Given records
┏━━

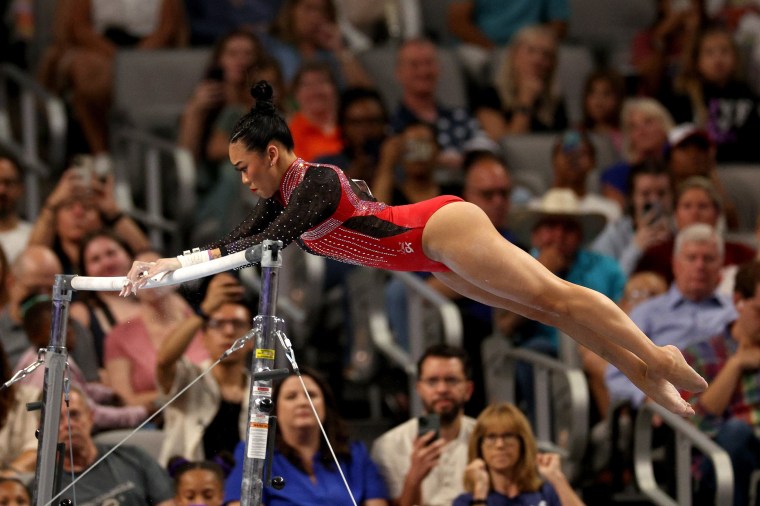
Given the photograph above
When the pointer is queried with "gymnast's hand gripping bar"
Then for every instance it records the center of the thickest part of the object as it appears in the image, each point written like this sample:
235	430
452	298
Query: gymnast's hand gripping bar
182	275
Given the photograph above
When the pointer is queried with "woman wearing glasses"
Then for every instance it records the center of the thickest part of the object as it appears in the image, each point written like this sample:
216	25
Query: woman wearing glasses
505	467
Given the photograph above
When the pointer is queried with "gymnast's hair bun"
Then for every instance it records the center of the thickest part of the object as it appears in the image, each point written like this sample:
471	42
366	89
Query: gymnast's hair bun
262	93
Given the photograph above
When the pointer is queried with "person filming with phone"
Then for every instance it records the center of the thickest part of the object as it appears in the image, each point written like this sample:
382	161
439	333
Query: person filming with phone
423	459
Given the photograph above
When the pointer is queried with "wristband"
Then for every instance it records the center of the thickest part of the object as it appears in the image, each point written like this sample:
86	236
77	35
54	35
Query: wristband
194	257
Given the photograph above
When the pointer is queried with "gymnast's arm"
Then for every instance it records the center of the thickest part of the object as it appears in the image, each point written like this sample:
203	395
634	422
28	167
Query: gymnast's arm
312	202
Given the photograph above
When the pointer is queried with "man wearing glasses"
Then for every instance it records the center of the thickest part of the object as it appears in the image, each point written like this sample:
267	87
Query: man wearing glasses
212	415
426	469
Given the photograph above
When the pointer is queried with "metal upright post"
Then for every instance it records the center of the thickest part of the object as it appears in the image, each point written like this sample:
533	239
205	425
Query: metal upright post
55	366
261	402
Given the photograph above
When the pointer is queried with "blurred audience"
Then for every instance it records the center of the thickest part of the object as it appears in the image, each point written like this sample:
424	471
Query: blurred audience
131	347
199	482
211	417
80	203
691	152
418	71
367	23
314	125
90	33
639	287
573	161
18	444
648	217
690	311
363	123
131	476
14	231
303	457
717	99
603	96
728	410
305	30
482	26
426	467
525	96
645	126
219	100
505	466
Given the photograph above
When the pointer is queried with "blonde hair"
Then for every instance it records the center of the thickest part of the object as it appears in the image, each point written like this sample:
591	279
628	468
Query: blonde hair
649	107
525	475
506	83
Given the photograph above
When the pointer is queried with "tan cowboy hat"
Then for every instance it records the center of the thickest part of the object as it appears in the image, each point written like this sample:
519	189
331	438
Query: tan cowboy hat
555	203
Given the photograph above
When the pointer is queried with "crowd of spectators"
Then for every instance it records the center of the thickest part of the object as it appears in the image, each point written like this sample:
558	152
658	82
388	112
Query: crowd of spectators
651	226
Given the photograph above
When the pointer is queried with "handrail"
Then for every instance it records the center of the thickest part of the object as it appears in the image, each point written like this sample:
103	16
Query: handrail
687	438
544	367
420	294
138	150
26	149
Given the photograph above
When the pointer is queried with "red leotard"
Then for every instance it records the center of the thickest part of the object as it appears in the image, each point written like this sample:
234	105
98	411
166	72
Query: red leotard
328	215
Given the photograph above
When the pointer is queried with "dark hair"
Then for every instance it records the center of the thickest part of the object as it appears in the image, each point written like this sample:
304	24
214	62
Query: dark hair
221	43
36	313
478	155
96	234
282	27
572	136
616	82
220	466
446	351
357	94
263	123
313	66
335	427
649	166
5	268
747	278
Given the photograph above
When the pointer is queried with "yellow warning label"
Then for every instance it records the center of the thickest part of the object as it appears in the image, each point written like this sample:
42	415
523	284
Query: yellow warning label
263	353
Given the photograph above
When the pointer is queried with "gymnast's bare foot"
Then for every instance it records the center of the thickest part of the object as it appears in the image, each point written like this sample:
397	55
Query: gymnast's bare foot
674	369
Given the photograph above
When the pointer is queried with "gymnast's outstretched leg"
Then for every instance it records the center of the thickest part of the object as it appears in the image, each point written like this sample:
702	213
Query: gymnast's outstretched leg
488	268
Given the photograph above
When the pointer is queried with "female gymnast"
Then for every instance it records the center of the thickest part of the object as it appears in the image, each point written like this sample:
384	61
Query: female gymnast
329	215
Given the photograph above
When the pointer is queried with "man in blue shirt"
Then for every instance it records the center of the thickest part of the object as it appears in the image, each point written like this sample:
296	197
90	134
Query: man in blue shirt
690	311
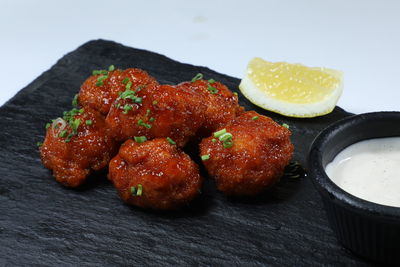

┗━━

Challenge
Pull out every line of the listing above that contains the word "cowboy", matching case exactly.

Answer
When the pointer is queried with "tan cowboy hat"
Query: tan cowboy hat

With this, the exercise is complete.